## start

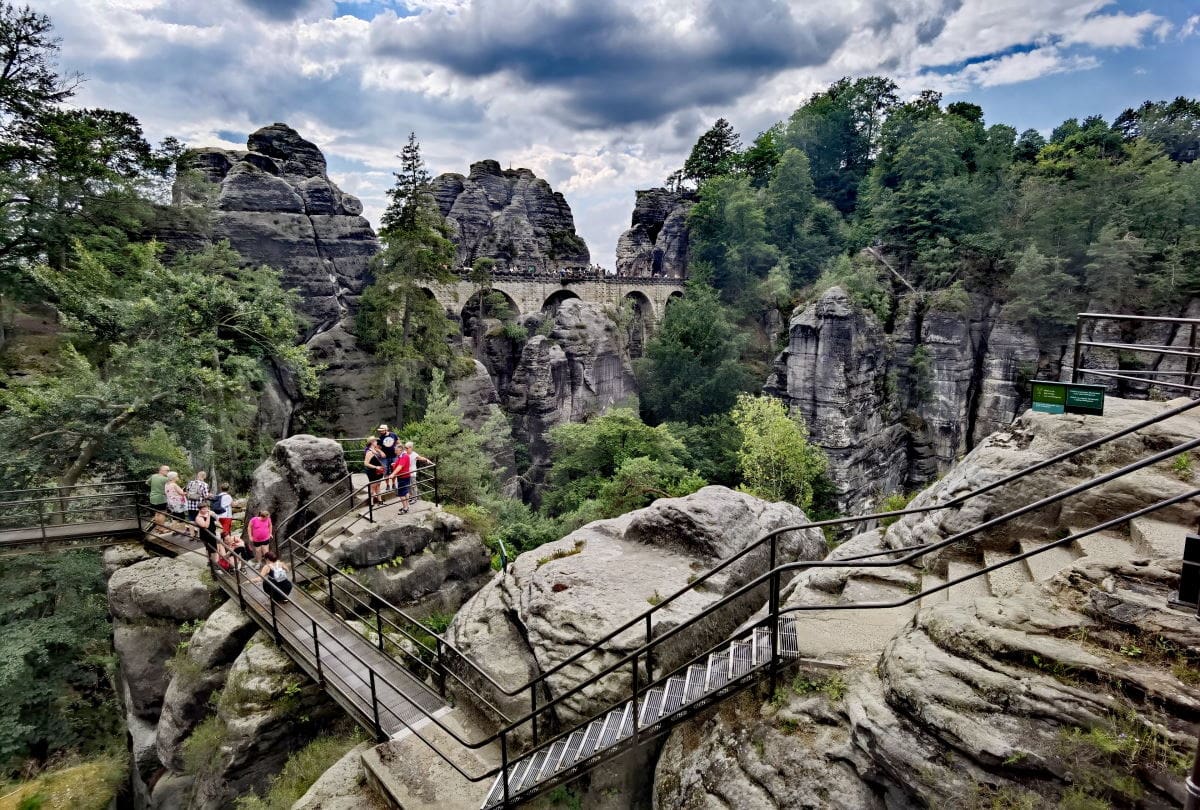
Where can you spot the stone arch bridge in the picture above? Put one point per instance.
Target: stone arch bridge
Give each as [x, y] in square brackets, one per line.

## end
## start

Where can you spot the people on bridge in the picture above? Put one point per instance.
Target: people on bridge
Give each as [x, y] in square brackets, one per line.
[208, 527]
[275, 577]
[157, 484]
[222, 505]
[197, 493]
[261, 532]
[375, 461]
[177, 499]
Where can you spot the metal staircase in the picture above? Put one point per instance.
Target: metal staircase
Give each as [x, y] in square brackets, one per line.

## end

List every line of the records that contains the word "metal", copying each one in full.

■ RESULT OF THE EXERCISE ■
Where can you spot the metal staircase in the picture above? Put one point per instance.
Target: metal staircase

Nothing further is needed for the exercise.